Aim of the task - Only the number should be given: how many lines below contain "instance".

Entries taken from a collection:

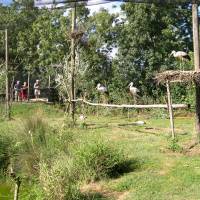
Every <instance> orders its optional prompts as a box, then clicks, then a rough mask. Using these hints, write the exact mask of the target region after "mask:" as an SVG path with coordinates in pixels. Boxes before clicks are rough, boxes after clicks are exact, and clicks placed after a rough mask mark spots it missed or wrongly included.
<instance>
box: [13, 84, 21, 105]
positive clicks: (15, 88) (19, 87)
mask: <svg viewBox="0 0 200 200" xmlns="http://www.w3.org/2000/svg"><path fill="white" fill-rule="evenodd" d="M14 92H15V101H16V102H17V101H20V92H21V87H20V81H17V82H16V84H15V85H14Z"/></svg>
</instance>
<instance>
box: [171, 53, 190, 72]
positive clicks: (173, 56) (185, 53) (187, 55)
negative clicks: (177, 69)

Answer section - 4